### Directions for this task
Which lines in the items below contain the string "Query"? Copy out each of those lines.

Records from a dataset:

┏━━

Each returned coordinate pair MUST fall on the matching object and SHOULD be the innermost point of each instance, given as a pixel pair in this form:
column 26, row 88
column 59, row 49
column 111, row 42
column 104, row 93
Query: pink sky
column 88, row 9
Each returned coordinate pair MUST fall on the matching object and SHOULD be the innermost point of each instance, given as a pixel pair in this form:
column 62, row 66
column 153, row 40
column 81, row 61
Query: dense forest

┗━━
┏━━

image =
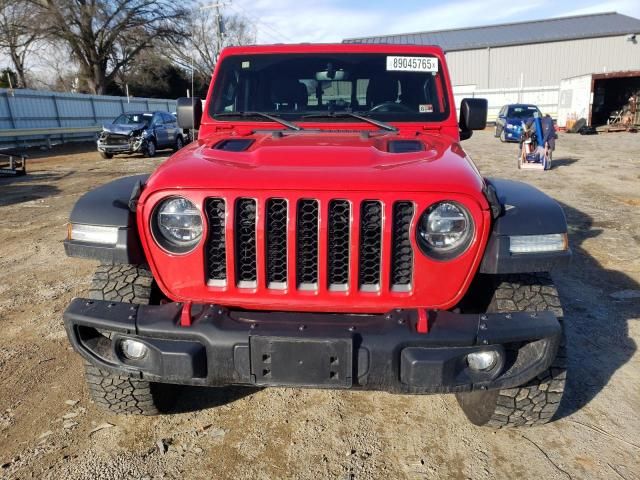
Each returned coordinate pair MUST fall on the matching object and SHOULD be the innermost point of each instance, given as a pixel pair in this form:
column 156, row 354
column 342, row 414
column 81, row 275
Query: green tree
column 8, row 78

┗━━

### Expected output
Query: pink sky
Query: dense forest
Query: green tree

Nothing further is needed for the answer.